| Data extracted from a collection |
==========

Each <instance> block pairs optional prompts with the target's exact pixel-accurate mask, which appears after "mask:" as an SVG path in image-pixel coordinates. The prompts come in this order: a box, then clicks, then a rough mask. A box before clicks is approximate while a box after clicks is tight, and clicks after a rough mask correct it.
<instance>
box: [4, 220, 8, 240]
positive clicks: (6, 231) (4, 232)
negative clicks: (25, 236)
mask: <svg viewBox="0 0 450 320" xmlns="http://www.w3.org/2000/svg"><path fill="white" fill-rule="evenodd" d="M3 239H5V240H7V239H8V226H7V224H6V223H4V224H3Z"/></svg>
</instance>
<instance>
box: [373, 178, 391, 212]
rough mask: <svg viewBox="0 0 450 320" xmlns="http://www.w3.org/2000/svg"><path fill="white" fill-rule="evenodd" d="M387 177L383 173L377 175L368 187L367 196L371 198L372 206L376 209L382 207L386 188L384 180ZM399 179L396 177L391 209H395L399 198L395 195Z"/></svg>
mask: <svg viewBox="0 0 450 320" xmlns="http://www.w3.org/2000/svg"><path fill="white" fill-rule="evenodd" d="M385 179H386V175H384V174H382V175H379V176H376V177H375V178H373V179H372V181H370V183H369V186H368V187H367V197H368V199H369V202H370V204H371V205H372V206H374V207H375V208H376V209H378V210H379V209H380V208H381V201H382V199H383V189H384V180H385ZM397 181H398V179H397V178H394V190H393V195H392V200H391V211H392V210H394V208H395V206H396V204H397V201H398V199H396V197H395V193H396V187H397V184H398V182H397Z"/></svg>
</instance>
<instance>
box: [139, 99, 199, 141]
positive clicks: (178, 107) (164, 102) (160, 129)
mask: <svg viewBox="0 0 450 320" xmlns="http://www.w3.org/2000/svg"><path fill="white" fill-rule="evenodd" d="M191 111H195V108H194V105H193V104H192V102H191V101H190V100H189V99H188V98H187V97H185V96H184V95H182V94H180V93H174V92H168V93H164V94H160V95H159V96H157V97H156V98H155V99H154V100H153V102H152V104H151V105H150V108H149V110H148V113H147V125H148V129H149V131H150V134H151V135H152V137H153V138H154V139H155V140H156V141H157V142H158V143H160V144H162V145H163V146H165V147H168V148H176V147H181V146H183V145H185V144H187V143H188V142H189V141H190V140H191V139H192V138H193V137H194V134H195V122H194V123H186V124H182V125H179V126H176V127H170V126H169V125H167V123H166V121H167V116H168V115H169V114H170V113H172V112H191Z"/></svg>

==========

Reproduce the records above in their entirety, unchanged.

Each <instance> block pairs optional prompts with the target's exact pixel-accurate mask, which appears after "mask:" as an SVG path in image-pixel coordinates. The prompts come in this order: a box, then clicks, then a rough mask. A box before clicks is approximate while a box after clicks is tight, and clicks after a rough mask correct it.
<instance>
box: [4, 220, 8, 240]
positive clicks: (6, 231) (4, 232)
negative clicks: (25, 236)
mask: <svg viewBox="0 0 450 320" xmlns="http://www.w3.org/2000/svg"><path fill="white" fill-rule="evenodd" d="M3 239H5V240H7V239H8V226H7V224H6V223H4V224H3Z"/></svg>
</instance>
<instance>
box: [373, 178, 391, 212]
rough mask: <svg viewBox="0 0 450 320" xmlns="http://www.w3.org/2000/svg"><path fill="white" fill-rule="evenodd" d="M387 177L383 173L377 175L368 187L367 196L371 198L372 206L376 209L382 207L386 188L384 180ZM399 179L396 177L391 209H395L399 198L395 195Z"/></svg>
mask: <svg viewBox="0 0 450 320" xmlns="http://www.w3.org/2000/svg"><path fill="white" fill-rule="evenodd" d="M385 179H386V175H384V174H382V175H379V176H376V177H375V178H373V179H372V181H370V183H369V186H368V187H367V197H368V199H369V202H370V204H371V205H372V206H374V207H375V208H376V209H378V210H379V209H380V208H381V201H382V199H383V189H384V180H385ZM397 181H398V179H397V178H394V190H393V195H392V200H391V211H392V210H394V208H395V206H396V204H397V201H398V199H396V197H395V193H396V187H397V184H398V182H397Z"/></svg>
</instance>
<instance>
box: [139, 99, 199, 141]
positive clicks: (178, 107) (164, 102) (160, 129)
mask: <svg viewBox="0 0 450 320" xmlns="http://www.w3.org/2000/svg"><path fill="white" fill-rule="evenodd" d="M191 111H195V108H194V105H193V104H192V102H191V101H190V100H189V99H188V98H187V97H185V96H184V95H182V94H180V93H174V92H168V93H164V94H160V95H159V96H157V97H156V98H155V99H154V100H153V102H152V104H151V105H150V108H149V110H148V113H147V125H148V129H149V131H150V134H151V135H152V137H153V138H154V139H155V140H156V141H157V142H158V143H160V144H162V145H163V146H165V147H168V148H176V147H181V146H183V145H185V144H187V143H188V142H189V141H190V140H191V139H192V138H193V137H194V134H195V122H194V123H186V124H182V125H179V126H176V127H170V126H169V125H167V123H166V121H167V116H168V115H169V114H170V113H172V112H191Z"/></svg>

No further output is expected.